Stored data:
§
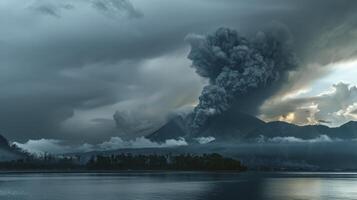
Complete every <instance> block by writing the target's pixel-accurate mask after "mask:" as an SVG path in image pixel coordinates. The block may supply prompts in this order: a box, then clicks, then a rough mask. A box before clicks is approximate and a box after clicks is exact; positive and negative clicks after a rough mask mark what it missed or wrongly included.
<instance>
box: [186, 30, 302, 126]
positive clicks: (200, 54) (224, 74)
mask: <svg viewBox="0 0 357 200" xmlns="http://www.w3.org/2000/svg"><path fill="white" fill-rule="evenodd" d="M186 40H187V41H188V42H189V43H190V45H191V52H190V54H189V55H188V58H189V59H190V60H192V66H193V67H194V68H195V69H196V72H197V74H199V75H200V76H202V77H205V78H208V79H209V85H207V86H205V87H204V88H203V91H202V93H201V95H200V97H199V103H198V105H197V106H196V107H195V109H194V111H193V113H192V115H191V116H190V122H189V125H190V128H191V129H192V131H193V132H197V131H199V130H200V129H201V128H202V127H203V126H205V123H206V121H207V119H208V118H209V117H210V116H213V115H219V114H222V113H223V112H224V111H226V110H228V109H230V108H232V106H235V105H237V102H238V104H239V101H240V99H243V98H244V95H246V94H248V93H251V92H259V91H261V90H260V89H267V88H268V87H269V86H270V85H271V84H273V83H274V82H277V81H278V80H280V79H281V77H282V76H283V75H284V74H285V72H287V71H289V70H291V69H294V68H295V67H296V65H297V59H296V56H295V54H294V53H293V52H292V51H291V50H290V49H289V46H290V45H289V43H290V41H289V37H287V34H286V32H285V33H284V31H280V30H276V31H270V32H258V33H257V34H256V36H255V37H253V38H252V39H248V38H245V37H242V36H240V35H239V34H238V33H237V32H236V31H235V30H232V29H229V28H219V29H218V30H217V31H216V32H215V33H214V34H212V35H208V36H200V35H189V36H187V38H186Z"/></svg>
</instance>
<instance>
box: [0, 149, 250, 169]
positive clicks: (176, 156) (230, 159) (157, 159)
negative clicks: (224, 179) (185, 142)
mask: <svg viewBox="0 0 357 200" xmlns="http://www.w3.org/2000/svg"><path fill="white" fill-rule="evenodd" d="M0 170H190V171H221V170H227V171H244V170H246V167H245V166H244V165H242V163H241V162H240V161H239V160H235V159H232V158H226V157H223V156H222V155H220V154H217V153H212V154H202V155H194V154H180V155H170V154H167V155H157V154H152V155H141V154H135V155H134V154H130V153H127V154H126V153H122V154H116V155H93V156H91V157H90V158H89V159H87V161H83V159H81V157H80V156H51V155H45V156H42V157H41V158H35V157H28V158H26V159H21V160H16V161H8V162H0Z"/></svg>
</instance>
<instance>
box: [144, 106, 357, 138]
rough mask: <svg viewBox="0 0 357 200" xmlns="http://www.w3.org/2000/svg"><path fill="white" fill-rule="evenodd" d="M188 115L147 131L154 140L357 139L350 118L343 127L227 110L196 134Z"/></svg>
mask: <svg viewBox="0 0 357 200" xmlns="http://www.w3.org/2000/svg"><path fill="white" fill-rule="evenodd" d="M185 120H186V119H185V118H184V117H182V116H175V117H173V118H172V119H170V120H169V121H168V122H167V123H166V124H165V125H164V126H162V127H161V128H159V129H158V130H156V131H155V132H153V133H152V134H149V135H147V136H146V137H147V138H148V139H150V140H153V141H157V142H163V141H165V140H167V139H175V138H178V137H184V138H185V139H188V140H190V139H193V138H195V137H208V136H212V137H215V138H216V140H220V141H225V140H232V139H234V140H252V139H255V138H258V137H260V136H264V137H268V138H273V137H296V138H301V139H313V138H317V137H319V136H321V135H327V136H328V137H330V138H339V139H354V138H357V122H356V121H349V122H347V123H345V124H343V125H341V126H339V127H328V126H325V125H321V124H318V125H304V126H299V125H296V124H291V123H288V122H283V121H272V122H264V121H262V120H260V119H258V118H257V117H254V116H251V115H247V114H244V113H236V112H227V113H225V114H223V115H218V116H214V117H212V118H210V119H209V120H208V121H207V125H206V127H205V129H203V130H201V131H199V132H198V133H195V134H192V133H190V131H189V128H188V126H187V123H185Z"/></svg>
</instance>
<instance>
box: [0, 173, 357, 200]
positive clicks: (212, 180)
mask: <svg viewBox="0 0 357 200" xmlns="http://www.w3.org/2000/svg"><path fill="white" fill-rule="evenodd" d="M0 199H1V200H2V199H9V200H11V199H14V200H25V199H26V200H67V199H73V200H126V199H128V200H132V199H133V200H160V199H162V200H186V199H187V200H196V199H199V200H211V199H217V200H225V199H243V200H254V199H269V200H289V199H291V200H293V199H294V200H303V199H334V200H336V199H357V173H252V172H248V173H241V174H238V173H189V172H162V173H159V172H155V173H144V172H143V173H134V172H133V173H111V174H108V173H105V174H89V173H24V174H17V173H2V174H0Z"/></svg>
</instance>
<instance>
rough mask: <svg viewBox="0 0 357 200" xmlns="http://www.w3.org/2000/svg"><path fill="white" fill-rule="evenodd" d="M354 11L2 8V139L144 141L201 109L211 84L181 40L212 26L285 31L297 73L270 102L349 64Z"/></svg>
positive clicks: (332, 10)
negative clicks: (333, 63) (159, 130)
mask: <svg viewBox="0 0 357 200" xmlns="http://www.w3.org/2000/svg"><path fill="white" fill-rule="evenodd" d="M158 5H160V6H158ZM356 8H357V6H356V1H348V0H342V1H334V0H327V1H322V0H321V1H313V2H312V1H307V0H303V1H289V0H288V1H281V0H268V1H258V0H254V1H249V2H247V1H240V0H238V1H232V0H224V1H218V0H208V1H203V0H198V1H189V0H180V1H163V0H152V1H150V2H149V1H144V0H131V1H129V0H117V1H115V0H103V1H99V0H93V1H82V0H65V1H61V2H59V1H51V0H42V1H37V0H36V1H34V0H33V1H32V0H27V1H21V0H4V1H1V2H0V93H1V96H0V111H1V112H0V131H1V134H3V135H4V136H5V137H7V138H9V139H10V140H12V141H19V142H21V141H22V142H24V141H27V140H28V139H40V138H53V139H59V140H62V139H63V140H69V141H70V142H73V143H83V142H87V141H88V142H95V143H99V142H101V141H104V140H105V139H107V138H110V137H114V136H118V135H121V134H123V133H124V132H125V134H129V135H130V134H132V133H134V135H135V136H137V135H140V134H145V133H147V132H145V133H140V132H141V131H140V130H150V128H151V127H158V126H160V125H162V124H163V123H165V119H166V117H167V116H168V115H170V114H171V113H172V112H175V111H176V110H177V109H179V110H180V109H181V108H182V107H191V108H192V107H194V105H196V104H197V103H198V102H197V99H198V97H199V95H200V93H201V90H202V88H203V86H205V85H207V80H205V79H204V78H202V77H199V76H198V75H197V74H195V72H194V70H193V69H192V68H190V67H189V66H190V65H191V62H190V60H188V59H187V54H188V52H189V45H188V44H187V43H185V41H184V38H185V37H186V36H187V35H188V34H190V33H194V34H198V35H205V34H207V33H212V32H213V31H214V30H216V29H217V28H218V27H231V28H232V29H235V30H237V31H238V32H239V33H241V34H242V35H246V36H251V35H255V33H256V32H257V31H259V30H264V26H266V25H267V24H271V23H272V22H273V21H276V22H278V23H279V24H284V25H285V26H286V27H287V29H288V30H289V31H290V32H291V35H292V38H291V39H292V40H293V42H294V44H295V46H294V51H295V52H296V53H297V54H298V56H299V58H301V65H299V68H298V70H297V71H296V72H295V73H294V74H289V82H287V83H285V84H284V85H282V86H279V87H282V88H281V90H279V91H277V93H276V95H278V96H279V95H283V94H285V93H286V92H288V91H292V90H298V89H300V88H301V87H303V86H304V85H308V84H309V83H311V82H312V81H313V80H316V79H318V78H319V77H321V76H323V75H325V74H327V73H329V71H328V69H326V68H324V66H325V65H326V64H327V63H330V62H337V61H341V60H345V59H353V58H354V57H355V55H356V52H357V51H356V47H357V45H355V41H357V40H356V34H355V33H356V26H355V23H356V20H355V19H356V14H355V13H357V12H355V9H356ZM213 13H214V14H213ZM312 64H314V66H317V67H311V66H312ZM306 74H308V75H309V76H306ZM217 92H219V91H217ZM252 98H254V97H252ZM161 105H164V106H161ZM252 107H253V108H252V109H256V108H255V107H256V106H252ZM115 113H117V114H115ZM156 114H157V115H156ZM113 116H116V117H113ZM120 116H129V117H124V118H120ZM134 116H135V117H134ZM120 119H123V120H120ZM138 121H139V122H145V123H144V124H142V125H139V126H138V127H140V128H139V129H134V130H133V129H132V128H131V127H132V126H133V124H136V122H138Z"/></svg>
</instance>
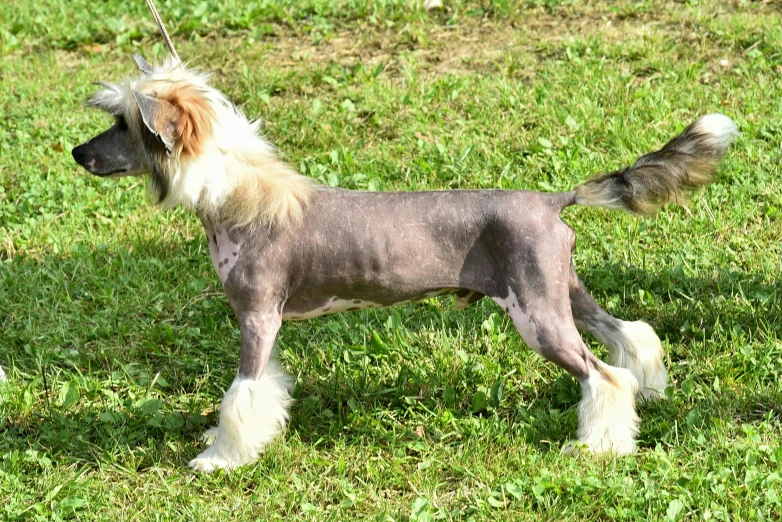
§
**ACTIVITY**
Could you restate, word for word, the lines above from the one with "box: [186, 30, 302, 126]" to the one with "positive clicks: (176, 156)", both included?

**FINISHED TASK**
box: [186, 30, 302, 126]
positive clicks: (200, 54) (224, 74)
mask: <svg viewBox="0 0 357 200" xmlns="http://www.w3.org/2000/svg"><path fill="white" fill-rule="evenodd" d="M186 40H187V41H188V42H189V43H190V45H191V52H190V54H189V55H188V58H189V59H190V60H192V66H193V67H194V68H195V69H196V72H197V74H199V75H200V76H202V77H205V78H208V79H209V85H207V86H205V87H204V88H203V91H202V93H201V95H200V97H199V103H198V105H197V106H196V107H195V109H194V111H193V113H192V115H191V116H190V122H189V125H190V128H191V129H192V131H193V132H197V131H199V130H200V129H201V128H202V127H203V126H205V123H206V121H207V119H208V118H209V117H210V116H213V115H219V114H222V113H223V112H224V111H226V110H228V109H230V108H232V106H235V105H237V102H238V104H239V101H240V99H243V98H244V95H246V94H248V93H251V92H259V91H261V90H260V89H267V88H268V87H269V86H270V85H271V84H273V83H274V82H277V81H278V80H280V79H281V77H282V76H283V75H284V74H285V72H287V71H289V70H291V69H294V68H295V67H296V65H297V59H296V56H295V54H294V53H293V52H292V51H291V50H290V49H289V46H290V45H289V43H290V41H289V37H287V34H286V32H285V33H284V31H280V30H276V31H270V32H258V33H257V34H256V36H255V37H253V38H252V39H248V38H245V37H242V36H240V35H239V34H238V33H237V32H236V31H235V30H232V29H229V28H219V29H218V30H217V31H216V32H215V33H214V34H212V35H208V36H200V35H189V36H187V38H186Z"/></svg>
</instance>
<instance>
box: [0, 149, 250, 169]
positive clicks: (176, 156) (230, 159) (157, 159)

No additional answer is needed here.